## What this task involves
Lay out the records below as a two-column CSV with the header columns "request" and "answer", giving one row for each request. Put the request text and its answer each in a single quoted field, and replace any line breaks with spaces.

— start Data supplied —

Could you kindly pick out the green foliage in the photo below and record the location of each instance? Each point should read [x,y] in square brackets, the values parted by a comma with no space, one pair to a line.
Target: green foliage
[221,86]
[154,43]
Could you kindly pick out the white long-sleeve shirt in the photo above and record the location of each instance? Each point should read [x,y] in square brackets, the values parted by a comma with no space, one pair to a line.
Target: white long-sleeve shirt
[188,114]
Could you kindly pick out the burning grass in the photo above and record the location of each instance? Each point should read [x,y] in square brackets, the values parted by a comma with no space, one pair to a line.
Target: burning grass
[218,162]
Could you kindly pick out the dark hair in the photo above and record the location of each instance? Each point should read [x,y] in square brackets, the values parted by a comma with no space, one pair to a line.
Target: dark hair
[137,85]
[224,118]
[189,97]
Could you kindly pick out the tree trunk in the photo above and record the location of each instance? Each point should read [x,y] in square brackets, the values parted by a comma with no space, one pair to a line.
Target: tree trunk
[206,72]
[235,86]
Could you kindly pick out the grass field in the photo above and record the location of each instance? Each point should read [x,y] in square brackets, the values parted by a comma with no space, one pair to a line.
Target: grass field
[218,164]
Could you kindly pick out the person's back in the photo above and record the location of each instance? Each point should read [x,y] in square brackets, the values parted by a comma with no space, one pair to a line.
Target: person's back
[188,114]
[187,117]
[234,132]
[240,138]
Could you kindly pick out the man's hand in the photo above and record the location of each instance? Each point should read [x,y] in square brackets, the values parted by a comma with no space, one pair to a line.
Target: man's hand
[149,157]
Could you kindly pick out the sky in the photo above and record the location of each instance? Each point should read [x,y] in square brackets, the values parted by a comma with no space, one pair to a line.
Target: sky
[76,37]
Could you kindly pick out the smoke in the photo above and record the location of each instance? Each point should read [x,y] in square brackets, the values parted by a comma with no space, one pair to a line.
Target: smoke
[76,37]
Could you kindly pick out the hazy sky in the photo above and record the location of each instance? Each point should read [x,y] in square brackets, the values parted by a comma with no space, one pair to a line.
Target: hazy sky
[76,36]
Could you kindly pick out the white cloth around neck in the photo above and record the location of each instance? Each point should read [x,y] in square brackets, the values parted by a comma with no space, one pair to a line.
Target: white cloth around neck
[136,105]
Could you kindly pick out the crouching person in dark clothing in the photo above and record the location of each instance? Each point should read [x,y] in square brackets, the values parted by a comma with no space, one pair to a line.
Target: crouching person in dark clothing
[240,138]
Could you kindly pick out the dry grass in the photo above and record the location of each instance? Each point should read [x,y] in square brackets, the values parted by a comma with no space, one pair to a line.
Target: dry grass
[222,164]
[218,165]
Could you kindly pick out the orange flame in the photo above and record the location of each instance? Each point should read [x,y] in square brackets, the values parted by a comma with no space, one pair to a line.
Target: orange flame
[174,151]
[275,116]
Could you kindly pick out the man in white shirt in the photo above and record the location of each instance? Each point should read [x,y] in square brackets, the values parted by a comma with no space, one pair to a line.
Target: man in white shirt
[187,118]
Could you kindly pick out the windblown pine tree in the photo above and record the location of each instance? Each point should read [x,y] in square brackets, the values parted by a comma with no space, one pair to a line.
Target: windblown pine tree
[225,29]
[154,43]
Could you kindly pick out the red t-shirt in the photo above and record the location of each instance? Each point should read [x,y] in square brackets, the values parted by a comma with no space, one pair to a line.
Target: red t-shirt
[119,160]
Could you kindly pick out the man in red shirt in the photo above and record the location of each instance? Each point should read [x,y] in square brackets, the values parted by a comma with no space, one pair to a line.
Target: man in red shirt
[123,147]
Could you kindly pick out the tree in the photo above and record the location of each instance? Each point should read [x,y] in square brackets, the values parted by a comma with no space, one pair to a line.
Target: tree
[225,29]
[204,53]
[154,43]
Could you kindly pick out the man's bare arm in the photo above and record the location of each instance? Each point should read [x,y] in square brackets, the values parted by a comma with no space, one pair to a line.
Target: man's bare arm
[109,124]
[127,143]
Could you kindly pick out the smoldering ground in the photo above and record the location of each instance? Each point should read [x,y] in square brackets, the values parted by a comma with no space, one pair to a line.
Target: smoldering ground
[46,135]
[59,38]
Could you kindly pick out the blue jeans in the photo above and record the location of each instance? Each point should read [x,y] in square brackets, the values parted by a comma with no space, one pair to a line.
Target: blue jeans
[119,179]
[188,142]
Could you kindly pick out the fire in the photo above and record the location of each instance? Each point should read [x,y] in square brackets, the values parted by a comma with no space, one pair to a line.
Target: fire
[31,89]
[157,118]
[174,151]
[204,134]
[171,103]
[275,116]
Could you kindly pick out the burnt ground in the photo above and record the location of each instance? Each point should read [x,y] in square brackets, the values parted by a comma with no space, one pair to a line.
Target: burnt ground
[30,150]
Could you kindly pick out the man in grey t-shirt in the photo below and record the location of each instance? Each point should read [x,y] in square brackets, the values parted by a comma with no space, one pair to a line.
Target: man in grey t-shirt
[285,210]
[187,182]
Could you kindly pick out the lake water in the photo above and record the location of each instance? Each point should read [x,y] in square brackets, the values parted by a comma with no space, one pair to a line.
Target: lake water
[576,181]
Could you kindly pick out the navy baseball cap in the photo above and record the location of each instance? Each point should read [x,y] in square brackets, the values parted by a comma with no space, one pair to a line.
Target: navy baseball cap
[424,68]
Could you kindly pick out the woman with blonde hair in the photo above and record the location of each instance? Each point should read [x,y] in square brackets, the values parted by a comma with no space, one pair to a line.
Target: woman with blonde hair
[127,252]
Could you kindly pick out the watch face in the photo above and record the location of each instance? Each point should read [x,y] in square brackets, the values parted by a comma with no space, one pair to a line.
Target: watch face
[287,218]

— end Data supplied —

## Response for this exercise
request,answer
"Could you kindly pick out the green foliage in the photo below and record the location of each instance? Each point should read [x,y] in square brackets, the values parted by a comma with no space, one pair to a line. Target: green foliage","[221,86] [154,43]"
"Could you kindly pick out the white long-sleeve shirt in the photo above and record the location of each instance? Each point should read [x,y] in square brackets, the values parted by a comma with no space, one pair to a line. Target: white long-sleeve shirt","[188,114]"
"Could you kindly pick out the burning grass in the photo above and record the location of each instance? Each point should read [x,y] in square brackets, the values parted by a comma with no space, one pair to a line. Target: burning grass","[218,162]"
"Could you kindly pick out the dark hair in the photo above and record the location of each instance? Each point should read [x,y] in square brackets, the values parted by a comma with no space, one pair to a line. Target: dark hair","[137,85] [224,118] [189,97]"
"Could you kindly pick out the tree trunk in the photo above and record the location of each instance? Each point should read [x,y] in square brackets, the values parted by a comma with no space, one pair to a line. Target: tree trunk","[206,72] [235,86]"
"Could you kindly pick out the grass field in the photo above and record the location of each instance? Each point should read [x,y] in square brackets, the values parted by a comma with no space, one pair to a line. Target: grass field","[218,164]"
"Could you kindly pick out the person's back in the photo above and record the location of each instance? Each point should read [x,y] in square brackets, the values parted by a comma with no space, one pair to a line. Target: person's back","[188,114] [187,117] [234,132] [240,138]"
"Could you kindly pick out the man's hand in the photo above and record the location of each instance? Each point should read [x,y] in square brackets, the values parted by a comma with no space, one pair to a line. Target: man's hand","[149,157]"
"Could you kindly pick out the sky in the photo above and record the location of each instance? Each point should read [x,y] in square brackets, the values parted by a comma with no space, one pair to a line. Target: sky","[76,37]"
"Could you kindly pick out the smoke in the photo above and record the location of each instance? Each point should read [x,y] in square brackets, the values parted by a comma with no space, one pair to a line. Target: smoke","[76,37]"
"Could you kindly pick out the hazy sky in the photo above and record the location of each instance? Each point should read [x,y] in square brackets, the values parted by a comma with no space, one pair to a line. Target: hazy sky","[76,36]"
"Could you kindly pick out the white cloth around neck in the photo above and record the location of each instance? Each point should read [x,y] in square brackets, the values parted by a comma with no space, one pair to a line. Target: white cloth around neck","[136,105]"
"Could you kindly pick out the crouching person in dark clothing in the photo above and record the location of each instance? Each point should read [x,y] in square brackets, the values parted by a comma with no space, one pair to a line. Target: crouching person in dark clothing","[240,138]"
"Could you kindly pick out the dry grass in the photo above and record the location of each instance? Each point should read [x,y] in square brackets, the values parted by a comma with no space, one pair to a line. Target: dry grass","[222,164] [218,165]"
"Could you kindly pick out the orange flame in the photo above and record the location of each instance? Each point should read [x,y] in square brackets, the values parted by a comma with no space, one pair to a line. Target: orange flame","[174,151] [275,116]"
"Could you kindly pick out the man in white shirt in the photo above and record the location of each instance? Each point should read [x,y] in square brackets, the values parted by a comma with no space, one pair to a line. Target: man in white shirt","[187,118]"
"Could you kindly pick out the windblown pine tree in the photo above and record the location of each instance? Each point should read [x,y] in square brackets, the values parted by a comma with no space, one pair to a line. Target: windblown pine tree","[225,29] [154,43]"
"Could you kindly pick out the red t-shirt in the photo above and record the location of each instance? Each point should read [x,y] in square brackets, the values parted by a comma with no space, one pair to a line. Target: red t-shirt","[119,160]"
"Could you kindly pick out the man in red shirt in the photo above and record the location of each instance? Each point should read [x,y] in square brackets, the values parted by a comma with no space, one pair to a line. Target: man in red shirt","[123,147]"
"Could you kindly pick out the tree in the photo above and record the location of each instance? Each point should read [x,y] in square brackets, the values parted by a comma with no space, one pair to a line. Target: tree","[225,29] [204,53] [154,43]"
"Could you kindly pick out the man's bare arm in the photo above and record the location of each instance? Each point should read [x,y] in square brackets, the values parted by a comma with no space, one pair to a line. Target: man's bare arm","[109,124] [127,143]"
"Could you kindly pick out the smoldering ground in the photo above and record the location of each instance? Each point should read [x,y] in square brackets, the values parted by a comma with no space, one pair to a line. Target: smoldering ground","[46,135] [59,38]"
"Could you kindly pick out the blue jeans in the photo above and record the location of each instance? Each point should read [x,y] in square brackets, the values parted by a comma with no space, one pair to a line. Target: blue jeans","[119,179] [188,142]"
"Could you kindly pick out the fire in the photo above and record the location of each instance? Each point should read [x,y] in square brackets, the values parted by a comma with no space, one pair to a line. Target: fire","[31,89] [157,118] [174,151] [204,134] [171,103] [275,116]"
"Could you kindly pick out the burnt ground in the photo above and record the location of each instance? Each point should read [x,y] in square brackets, the values parted by a comma with no space, one pair to a line. Target: burnt ground","[30,150]"
"Could you kindly pick out the man in grey t-shirt in the photo below and record the location of each instance? Each point should read [x,y] in square brackets, the values parted by a comma with no space, one pair to a line. Target: man in grey t-shirt","[285,210] [187,182]"
"Could you kindly pick out the lake water in the photo above and record the location of each instance? Each point should read [x,y] in square brackets, the values parted by a comma with no space, one pair to a line. Target: lake water","[576,181]"
"Could you kindly pick out the navy baseball cap in the photo above and record the location of each instance? Each point should read [x,y] in square brackets, the values parted by a comma with no space, one pair to a line. Target: navy baseball cap","[424,68]"
"Could you kindly pick out the woman with blonde hair in the photo above and record the location of each instance? Each point should read [x,y] in square brackets, the values parted by a comma with no space, one pair to a line. Target: woman with blonde hair","[127,252]"
"Could you kindly pick out the watch face in the photo above and record the location of each instance? Each point should read [x,y] in square brackets, the values parted by a comma with no space, one pair to a line. Target: watch face","[287,218]"